■ 指示:
1: 「障害」の表記をめぐる抜粋にある次の一文は、英語ではどう訳せますか。「結局そのレベルでこの問題を捉えていて、十分な根拠のないまま「障害」という表記を使っていたのである。」
2: 「障害」の表記をめぐる抜粋から、「そこに、高島の指摘は新鮮だっ」から「な意見があると思っています。」までを一字一句違えずに書き写してください。

■ 抜粋:

意識的にであるかどうか「持つ」ことと無関係だと私は思っています。

英語の「have」の場合などは、もっと明確に、単にその人にそのような属性が伴っているという意味になります。

日本語の「持つ」はそこまではっきりとはしませんが、少なくとも意思が伴うことを要件とする表現とまでは言えないと思います。

  その上で高島は、こう指摘した。

障害の社会モデルでは、障害の本質は当事者自身がもっている医学的な機能障害(impairments)ではなくて、機能障害があることを踏まえた社会的配慮の欠如という社会の側の要因を重視して理解しています。このモデルだと、障害がネガティブであるのは、本来なされるべき配慮をサボっている社会の側の不作為を問題とするニュアンスになります。

 

 ぼくは、障害を社会の視点から捉えるか、医学的に見た個人機能の面から捉えるか、という視点の違いはなんとなく知っていた。しかし、この問題とは全然別問題だと思っていたのである。

 高島は続ける。

「障害」を「障がい」と書き換えるのも、伝統的な医学モデルによる障害理解のために、障害の否定面を当事者に還元する発想が前提されていると私は思っているので、社会モデル的な視点を多くの人に理解してもらうために、あえて「障害」の表記を使っています

  なるほど、と思った。

 ぼくは「障害/障がい」の表記問題を、「当事者が『障がい』を望んでいるから」「気にしすぎ/当事者の意見に絶対性を置きすぎ」「国の表記がまだ『障害』のままだから」などのレベルでしか考えたことがなかった。

 「当事者が望んでいる(「害」の字を嫌がっている)」という理由以外に「障がい」にする理由を聞いたことがなかったので、もしこの理由だけで受け入れてしまうと、「当事者が望んでいることは全て受け入れるべき」という原則を(自分の中に)立ててしまうことになり、釈然としないものを感じていた。また、言葉の成り立ちを歴史的起源だけで裁定してしまうと、例えば「女房」「主人」「家内」などの使用を断罪してしまうこととなり、それもやはりモヤモヤしたものを感じていた。

 結局そのレベルでこの問題を捉えていて、十分な根拠のないまま「障害」という表記を使っていたのである。

 そこに、高島の指摘は新鮮だった。彼は本当は社会モデルと医学モデルを統合したICFモデルというのが一番いい、と述べているが、

今はあまりにも医学モデルが人々の意識に根強く残っているので、あえてそうしています。

と書いている。

 この「ICFモデル」に関わって、医学モデルと社会モデル、それぞれの視点からの問題の把握の仕方を高島は実父の経験を使ってこう紹介している。

実父は小児まひの後遺症で、最初は両松葉杖でした。学生時代に手術を受けて片ステッキで歩けるようになったそうで、これは医学モデルで説明できることです。他方、職場が移転した時に、駅からが僅かばかり坂道になっていたので、距離は短いのにタクシーを使わなければならなくなったことは、社会モデルの該当する事例だと思います。実際にはこのように医学モデルと社会モデルはどちらも必要で、WHOのICFモデルも両者を統合したものになっています。

 高島がぼくの本を紹介したのは、

紙屋高雪氏が近著で議論しているように、私は表現の問題について、意見を述べるのは積極的なことだと考えていますが、表現については多様な意見があると思っています。

■ 分析用データ:
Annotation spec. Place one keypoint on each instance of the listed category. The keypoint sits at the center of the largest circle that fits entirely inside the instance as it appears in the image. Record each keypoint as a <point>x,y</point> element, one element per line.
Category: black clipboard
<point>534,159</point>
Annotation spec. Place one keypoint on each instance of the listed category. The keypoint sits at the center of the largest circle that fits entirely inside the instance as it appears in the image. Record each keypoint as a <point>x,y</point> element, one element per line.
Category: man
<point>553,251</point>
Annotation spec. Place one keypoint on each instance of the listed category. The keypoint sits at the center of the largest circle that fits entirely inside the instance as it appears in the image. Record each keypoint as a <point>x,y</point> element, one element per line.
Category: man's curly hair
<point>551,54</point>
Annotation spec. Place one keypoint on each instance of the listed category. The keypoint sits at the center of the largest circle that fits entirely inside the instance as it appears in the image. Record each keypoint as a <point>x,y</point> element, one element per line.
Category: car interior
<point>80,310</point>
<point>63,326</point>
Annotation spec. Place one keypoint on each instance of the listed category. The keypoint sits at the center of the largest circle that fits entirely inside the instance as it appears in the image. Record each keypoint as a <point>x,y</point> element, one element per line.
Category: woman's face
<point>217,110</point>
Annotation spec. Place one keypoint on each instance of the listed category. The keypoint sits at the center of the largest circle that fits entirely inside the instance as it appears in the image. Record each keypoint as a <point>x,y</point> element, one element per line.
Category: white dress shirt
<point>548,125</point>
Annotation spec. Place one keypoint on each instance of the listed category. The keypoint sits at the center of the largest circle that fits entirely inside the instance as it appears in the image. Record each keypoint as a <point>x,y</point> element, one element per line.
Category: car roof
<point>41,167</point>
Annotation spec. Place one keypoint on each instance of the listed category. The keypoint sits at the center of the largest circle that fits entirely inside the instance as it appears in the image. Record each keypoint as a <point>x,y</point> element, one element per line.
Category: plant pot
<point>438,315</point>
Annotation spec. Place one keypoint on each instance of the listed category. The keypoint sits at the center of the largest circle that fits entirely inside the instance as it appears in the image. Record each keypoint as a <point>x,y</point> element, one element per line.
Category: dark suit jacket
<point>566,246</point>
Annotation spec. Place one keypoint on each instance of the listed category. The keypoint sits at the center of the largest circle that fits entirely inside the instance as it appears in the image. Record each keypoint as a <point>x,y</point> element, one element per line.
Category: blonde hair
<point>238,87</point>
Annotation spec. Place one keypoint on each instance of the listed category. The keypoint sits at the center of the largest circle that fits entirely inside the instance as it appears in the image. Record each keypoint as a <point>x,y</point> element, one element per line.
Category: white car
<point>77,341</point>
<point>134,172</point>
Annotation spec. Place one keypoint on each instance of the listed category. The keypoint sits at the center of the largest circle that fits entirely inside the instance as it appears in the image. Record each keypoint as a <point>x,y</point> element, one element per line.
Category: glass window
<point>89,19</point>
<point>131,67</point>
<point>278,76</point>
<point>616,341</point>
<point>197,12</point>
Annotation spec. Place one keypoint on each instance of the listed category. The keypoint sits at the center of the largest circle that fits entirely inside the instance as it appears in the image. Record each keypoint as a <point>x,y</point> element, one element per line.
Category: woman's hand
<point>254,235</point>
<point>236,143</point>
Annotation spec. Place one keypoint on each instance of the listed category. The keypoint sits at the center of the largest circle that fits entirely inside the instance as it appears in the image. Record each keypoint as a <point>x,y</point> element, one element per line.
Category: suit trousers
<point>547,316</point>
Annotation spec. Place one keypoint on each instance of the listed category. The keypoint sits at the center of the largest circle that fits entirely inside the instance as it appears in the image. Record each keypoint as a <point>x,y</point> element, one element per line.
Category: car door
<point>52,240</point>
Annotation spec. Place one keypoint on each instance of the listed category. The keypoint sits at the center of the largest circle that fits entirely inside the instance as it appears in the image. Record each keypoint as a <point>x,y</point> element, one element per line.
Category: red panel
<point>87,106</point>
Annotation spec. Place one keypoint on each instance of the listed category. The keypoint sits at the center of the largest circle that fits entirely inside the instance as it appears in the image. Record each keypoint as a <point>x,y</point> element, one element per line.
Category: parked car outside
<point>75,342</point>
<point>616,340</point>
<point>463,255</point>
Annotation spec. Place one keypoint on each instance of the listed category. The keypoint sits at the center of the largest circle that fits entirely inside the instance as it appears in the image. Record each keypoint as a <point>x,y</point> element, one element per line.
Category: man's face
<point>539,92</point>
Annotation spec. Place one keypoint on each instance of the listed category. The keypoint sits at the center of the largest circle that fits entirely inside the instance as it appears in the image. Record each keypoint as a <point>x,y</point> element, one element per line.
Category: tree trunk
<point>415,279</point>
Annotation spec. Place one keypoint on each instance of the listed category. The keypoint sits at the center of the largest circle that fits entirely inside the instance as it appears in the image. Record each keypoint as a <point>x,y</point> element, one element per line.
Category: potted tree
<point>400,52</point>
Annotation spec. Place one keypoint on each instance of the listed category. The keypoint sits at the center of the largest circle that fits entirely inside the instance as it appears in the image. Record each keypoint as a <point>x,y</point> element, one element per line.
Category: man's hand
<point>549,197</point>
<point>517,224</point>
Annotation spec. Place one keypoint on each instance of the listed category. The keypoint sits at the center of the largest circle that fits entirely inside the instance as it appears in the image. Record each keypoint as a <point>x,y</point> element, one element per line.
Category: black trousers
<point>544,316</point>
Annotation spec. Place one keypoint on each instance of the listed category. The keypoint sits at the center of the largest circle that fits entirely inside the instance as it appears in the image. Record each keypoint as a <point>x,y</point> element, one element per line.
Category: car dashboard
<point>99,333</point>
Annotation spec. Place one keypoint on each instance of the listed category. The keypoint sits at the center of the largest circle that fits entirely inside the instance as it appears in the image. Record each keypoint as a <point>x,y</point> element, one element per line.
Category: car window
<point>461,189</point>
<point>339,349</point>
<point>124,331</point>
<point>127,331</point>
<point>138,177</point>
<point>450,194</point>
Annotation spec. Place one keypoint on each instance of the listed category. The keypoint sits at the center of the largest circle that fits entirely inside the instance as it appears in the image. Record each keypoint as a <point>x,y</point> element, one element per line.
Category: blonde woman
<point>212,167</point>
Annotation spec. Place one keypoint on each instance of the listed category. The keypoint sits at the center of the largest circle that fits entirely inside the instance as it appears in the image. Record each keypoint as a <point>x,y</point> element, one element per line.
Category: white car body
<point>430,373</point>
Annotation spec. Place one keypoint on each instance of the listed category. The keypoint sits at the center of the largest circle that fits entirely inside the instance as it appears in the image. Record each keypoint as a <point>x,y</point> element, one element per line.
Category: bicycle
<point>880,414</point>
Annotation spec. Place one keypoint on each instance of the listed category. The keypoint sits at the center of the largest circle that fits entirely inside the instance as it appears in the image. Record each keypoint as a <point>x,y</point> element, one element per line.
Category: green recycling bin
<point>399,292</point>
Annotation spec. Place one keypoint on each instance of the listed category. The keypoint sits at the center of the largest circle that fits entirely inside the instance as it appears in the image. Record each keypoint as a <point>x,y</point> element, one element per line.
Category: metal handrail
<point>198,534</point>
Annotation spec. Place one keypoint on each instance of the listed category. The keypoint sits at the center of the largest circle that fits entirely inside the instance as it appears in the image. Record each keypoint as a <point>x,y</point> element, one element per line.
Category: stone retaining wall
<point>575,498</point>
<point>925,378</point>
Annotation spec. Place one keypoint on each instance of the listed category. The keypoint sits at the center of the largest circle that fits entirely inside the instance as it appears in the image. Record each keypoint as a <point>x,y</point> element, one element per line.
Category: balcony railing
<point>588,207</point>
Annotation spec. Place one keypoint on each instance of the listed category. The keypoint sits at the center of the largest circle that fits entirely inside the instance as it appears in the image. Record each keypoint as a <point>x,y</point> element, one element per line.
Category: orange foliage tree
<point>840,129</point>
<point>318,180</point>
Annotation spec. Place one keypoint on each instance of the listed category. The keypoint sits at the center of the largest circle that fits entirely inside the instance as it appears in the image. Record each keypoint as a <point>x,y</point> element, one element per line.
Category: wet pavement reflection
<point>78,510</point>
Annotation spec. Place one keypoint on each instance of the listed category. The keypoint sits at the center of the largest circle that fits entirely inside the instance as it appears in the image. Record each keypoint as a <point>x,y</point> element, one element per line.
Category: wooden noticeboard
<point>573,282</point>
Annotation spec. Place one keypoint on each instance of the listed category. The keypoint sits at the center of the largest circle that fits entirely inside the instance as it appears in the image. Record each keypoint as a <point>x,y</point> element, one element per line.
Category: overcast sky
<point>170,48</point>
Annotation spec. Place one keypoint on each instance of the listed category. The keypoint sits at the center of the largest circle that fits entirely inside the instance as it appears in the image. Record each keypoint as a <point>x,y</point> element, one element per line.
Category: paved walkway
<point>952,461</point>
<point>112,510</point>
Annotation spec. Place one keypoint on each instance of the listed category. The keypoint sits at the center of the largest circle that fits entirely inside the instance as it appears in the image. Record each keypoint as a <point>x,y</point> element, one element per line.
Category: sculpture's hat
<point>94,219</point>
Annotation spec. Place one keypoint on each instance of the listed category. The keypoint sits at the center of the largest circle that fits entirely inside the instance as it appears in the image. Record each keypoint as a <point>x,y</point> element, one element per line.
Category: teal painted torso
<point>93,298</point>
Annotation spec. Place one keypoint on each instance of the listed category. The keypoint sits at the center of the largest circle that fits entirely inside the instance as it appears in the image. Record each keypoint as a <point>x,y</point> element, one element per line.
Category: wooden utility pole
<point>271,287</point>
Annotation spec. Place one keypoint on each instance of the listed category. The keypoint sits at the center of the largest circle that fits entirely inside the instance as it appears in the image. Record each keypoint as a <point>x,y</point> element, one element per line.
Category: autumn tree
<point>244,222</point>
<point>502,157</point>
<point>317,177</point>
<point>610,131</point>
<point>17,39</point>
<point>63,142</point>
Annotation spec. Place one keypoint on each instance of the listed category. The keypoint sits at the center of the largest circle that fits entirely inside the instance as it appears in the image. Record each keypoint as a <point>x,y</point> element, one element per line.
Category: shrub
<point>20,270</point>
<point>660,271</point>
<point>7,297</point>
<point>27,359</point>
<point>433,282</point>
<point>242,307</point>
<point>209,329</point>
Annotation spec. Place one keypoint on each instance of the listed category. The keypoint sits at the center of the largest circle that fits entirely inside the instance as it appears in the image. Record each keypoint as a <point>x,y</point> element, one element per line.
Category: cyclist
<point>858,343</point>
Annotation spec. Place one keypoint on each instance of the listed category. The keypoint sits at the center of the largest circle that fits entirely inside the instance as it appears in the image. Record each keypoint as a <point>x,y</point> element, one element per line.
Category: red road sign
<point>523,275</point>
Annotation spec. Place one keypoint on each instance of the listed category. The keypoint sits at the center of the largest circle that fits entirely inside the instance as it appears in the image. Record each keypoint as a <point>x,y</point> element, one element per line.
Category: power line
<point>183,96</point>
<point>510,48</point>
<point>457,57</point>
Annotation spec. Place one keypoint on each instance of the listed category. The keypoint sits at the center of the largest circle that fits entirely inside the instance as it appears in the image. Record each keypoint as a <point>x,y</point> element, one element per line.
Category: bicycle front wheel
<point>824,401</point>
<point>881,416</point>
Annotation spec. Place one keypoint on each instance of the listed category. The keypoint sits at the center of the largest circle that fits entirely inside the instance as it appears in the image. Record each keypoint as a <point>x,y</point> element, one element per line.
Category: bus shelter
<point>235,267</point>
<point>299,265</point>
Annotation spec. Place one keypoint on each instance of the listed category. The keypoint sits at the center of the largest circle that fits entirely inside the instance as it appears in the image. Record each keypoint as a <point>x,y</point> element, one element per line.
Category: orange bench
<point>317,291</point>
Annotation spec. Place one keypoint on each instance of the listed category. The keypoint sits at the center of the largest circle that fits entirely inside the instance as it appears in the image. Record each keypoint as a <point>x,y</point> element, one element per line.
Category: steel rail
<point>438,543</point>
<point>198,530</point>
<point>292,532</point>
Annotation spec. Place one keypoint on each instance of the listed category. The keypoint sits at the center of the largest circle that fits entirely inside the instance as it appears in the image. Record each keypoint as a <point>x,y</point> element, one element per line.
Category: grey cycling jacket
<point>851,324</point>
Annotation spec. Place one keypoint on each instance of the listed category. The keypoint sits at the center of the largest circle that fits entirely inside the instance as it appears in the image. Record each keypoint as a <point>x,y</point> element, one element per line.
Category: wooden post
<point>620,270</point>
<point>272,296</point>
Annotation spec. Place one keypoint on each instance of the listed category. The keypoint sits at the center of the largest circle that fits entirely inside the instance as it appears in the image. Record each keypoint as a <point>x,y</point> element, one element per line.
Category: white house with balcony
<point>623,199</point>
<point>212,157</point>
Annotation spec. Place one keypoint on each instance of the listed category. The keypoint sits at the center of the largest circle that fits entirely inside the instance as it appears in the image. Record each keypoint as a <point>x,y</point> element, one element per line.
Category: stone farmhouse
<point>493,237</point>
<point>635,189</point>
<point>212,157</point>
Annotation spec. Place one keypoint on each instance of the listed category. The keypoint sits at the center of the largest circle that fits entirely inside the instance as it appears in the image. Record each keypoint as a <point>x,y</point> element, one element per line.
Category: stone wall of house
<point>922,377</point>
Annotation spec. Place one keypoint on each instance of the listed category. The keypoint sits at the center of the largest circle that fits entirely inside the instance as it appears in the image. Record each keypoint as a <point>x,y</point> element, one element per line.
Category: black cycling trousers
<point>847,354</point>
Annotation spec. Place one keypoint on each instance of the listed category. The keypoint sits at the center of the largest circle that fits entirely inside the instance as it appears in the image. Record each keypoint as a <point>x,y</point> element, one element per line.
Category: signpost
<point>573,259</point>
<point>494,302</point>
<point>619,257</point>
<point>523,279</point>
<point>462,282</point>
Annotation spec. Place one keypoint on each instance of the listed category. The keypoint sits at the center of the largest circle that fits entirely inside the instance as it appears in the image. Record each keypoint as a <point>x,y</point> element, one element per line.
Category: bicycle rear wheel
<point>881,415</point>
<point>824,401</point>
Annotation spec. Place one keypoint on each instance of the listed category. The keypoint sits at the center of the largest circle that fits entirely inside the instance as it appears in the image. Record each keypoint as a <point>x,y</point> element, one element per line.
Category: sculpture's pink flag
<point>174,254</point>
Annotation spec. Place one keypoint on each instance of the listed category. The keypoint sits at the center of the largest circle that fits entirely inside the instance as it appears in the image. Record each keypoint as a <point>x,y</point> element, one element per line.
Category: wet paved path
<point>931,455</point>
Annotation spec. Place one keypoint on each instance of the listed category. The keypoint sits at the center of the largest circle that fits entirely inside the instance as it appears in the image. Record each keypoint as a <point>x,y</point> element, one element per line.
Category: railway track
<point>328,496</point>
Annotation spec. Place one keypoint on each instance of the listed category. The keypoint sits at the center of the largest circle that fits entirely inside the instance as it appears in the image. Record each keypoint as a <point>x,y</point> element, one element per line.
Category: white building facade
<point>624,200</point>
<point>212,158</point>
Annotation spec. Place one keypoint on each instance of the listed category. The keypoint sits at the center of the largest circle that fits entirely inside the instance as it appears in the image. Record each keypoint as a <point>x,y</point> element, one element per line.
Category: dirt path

■ 順に回答:
1: In the end, I had been looking at this issue only on that level, and had been using the written form 「障害」 without sufficient grounds.

2:
そこに、高島の指摘は新鮮だった。彼は本当は社会モデルと医学モデルを統合したICFモデルというのが一番いい、と述べているが、

今はあまりにも医学モデルが人々の意識に根強く残っているので、あえてそうしています。

と書いている。

 この「ICFモデル」に関わって、医学モデルと社会モデル、それぞれの視点からの問題の把握の仕方を高島は実父の経験を使ってこう紹介している。

実父は小児まひの後遺症で、最初は両松葉杖でした。学生時代に手術を受けて片ステッキで歩けるようになったそうで、これは医学モデルで説明できることです。他方、職場が移転した時に、駅からが僅かばかり坂道になっていたので、距離は短いのにタクシーを使わなければならなくなったことは、社会モデルの該当する事例だと思います。実際にはこのように医学モデルと社会モデルはどちらも必要で、WHOのICFモデルも両者を統合したものになっています。

 高島がぼくの本を紹介したのは、

紙屋高雪氏が近著で議論しているように、私は表現の問題について、意見を述べるのは積極的なことだと考えていますが、表現については多様な意見があると思っています。